■ **Texto citado**

Ele sonhou com a Terra do Fogo e aproveitou para pedalar por um ano pela América do Sul
Ele alimentou sua viagem desde adolescente, sonhou, planejou e finalmente partiu para oito meses de pedal. Voltou dias depois com o pulso quebrado. O que parecia o fim de uma loucura para sua mãe, foi apenas um atraso de quarenta dias.
Para compensar, esticou o pedal por mais cem dias além dos 250 planejados. Já que estava no Perú, porque não esticar até o Acre, e de lá, porque não pegar um parco em Manaus e conhecer o Amazonas.
Foram 365 dias de pedal, dois anos planejando, quatro anos entre o sonho até lançar o livro sobre a viagem. Inúmeros amigos, vários países e mais de 15 mil quilômetros pedalados e quase 20 mil viajados. Conheça um pouco mais da Volta Sulamericana de Thiago.
Quando foi a primeira vez que você teve a ideia de viajar de bike?
Eu tinha essa idéia desde a adolescência. Me lembro de já ter desenhado mapas, especialmente do cone sul. Acho que a primeira vez que pensei sobre isso foi com uns 15 anos. Na época ainda não conhecia ninguém que tivesse feito longas viagens de bicicleta. Acredito que não fui influenciado. Se fui, não me lembro.

■ **Enunciado do exercício**
Enumere, na ordem em que surgem, todos os nomes próprios de lugares mencionados no texto sobre a viagem de bicicleta pela América do Sul. A listagem que se segue é dispensável.

■ **Registros extraídos de uma coleção**

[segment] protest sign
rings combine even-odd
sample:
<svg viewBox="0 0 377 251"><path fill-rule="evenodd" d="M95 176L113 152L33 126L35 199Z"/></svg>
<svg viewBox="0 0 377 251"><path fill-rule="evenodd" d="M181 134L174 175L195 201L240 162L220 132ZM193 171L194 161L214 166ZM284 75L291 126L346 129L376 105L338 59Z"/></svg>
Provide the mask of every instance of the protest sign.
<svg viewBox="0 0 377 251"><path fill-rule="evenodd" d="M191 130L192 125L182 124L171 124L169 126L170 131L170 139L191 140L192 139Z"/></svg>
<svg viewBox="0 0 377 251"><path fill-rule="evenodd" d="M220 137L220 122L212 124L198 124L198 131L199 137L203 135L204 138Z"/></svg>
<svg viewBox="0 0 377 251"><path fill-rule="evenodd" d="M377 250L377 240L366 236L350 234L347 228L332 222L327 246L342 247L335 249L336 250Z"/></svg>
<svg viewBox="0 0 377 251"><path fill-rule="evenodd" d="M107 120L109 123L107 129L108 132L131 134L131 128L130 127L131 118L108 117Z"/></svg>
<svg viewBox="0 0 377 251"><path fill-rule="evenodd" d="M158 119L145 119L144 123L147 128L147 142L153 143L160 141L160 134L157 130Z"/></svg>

■ **Resposta final**
Terra do Fogo; América do Sul; Perú; Acre; Manaus; Amazonas.